Segment Start: EXERCISE MATERIALS
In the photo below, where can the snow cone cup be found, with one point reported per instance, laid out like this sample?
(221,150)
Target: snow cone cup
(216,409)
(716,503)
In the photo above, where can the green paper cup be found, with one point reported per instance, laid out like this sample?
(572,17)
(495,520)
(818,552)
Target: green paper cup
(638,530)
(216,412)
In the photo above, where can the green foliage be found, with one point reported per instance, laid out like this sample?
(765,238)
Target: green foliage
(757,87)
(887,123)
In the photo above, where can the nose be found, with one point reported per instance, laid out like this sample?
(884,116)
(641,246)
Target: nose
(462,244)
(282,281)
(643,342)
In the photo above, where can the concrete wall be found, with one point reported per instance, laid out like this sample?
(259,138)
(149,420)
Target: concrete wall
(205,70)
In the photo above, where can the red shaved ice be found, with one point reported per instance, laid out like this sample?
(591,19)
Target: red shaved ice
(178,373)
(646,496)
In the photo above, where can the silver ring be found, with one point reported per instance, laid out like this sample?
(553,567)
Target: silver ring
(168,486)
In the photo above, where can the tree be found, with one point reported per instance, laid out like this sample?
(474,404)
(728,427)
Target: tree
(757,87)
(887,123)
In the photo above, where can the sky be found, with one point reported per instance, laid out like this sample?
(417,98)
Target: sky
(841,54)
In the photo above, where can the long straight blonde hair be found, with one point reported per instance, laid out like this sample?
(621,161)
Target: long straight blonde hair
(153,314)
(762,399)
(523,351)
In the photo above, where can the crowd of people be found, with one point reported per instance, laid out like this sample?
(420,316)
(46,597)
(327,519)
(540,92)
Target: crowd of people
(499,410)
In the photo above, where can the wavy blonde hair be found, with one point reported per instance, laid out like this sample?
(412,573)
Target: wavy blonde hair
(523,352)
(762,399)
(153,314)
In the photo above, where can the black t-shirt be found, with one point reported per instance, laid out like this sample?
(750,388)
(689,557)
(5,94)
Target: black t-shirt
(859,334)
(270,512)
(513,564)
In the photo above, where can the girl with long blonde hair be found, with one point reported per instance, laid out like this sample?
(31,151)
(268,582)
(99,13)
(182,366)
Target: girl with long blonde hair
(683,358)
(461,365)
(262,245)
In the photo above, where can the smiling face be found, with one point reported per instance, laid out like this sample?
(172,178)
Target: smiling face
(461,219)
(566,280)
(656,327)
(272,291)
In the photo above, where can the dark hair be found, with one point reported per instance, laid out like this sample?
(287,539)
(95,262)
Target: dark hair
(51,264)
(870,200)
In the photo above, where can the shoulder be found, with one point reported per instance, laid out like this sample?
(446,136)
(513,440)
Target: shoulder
Segment End: EXERCISE MATERIALS
> **GOAL OF THE EXERCISE**:
All lines of the data that hold "shoulder" need to be copied.

> **ANSWER AREA**:
In the photo above, where can the shoulder be found, with one point reported per instance, laid out like this sample?
Target: shoulder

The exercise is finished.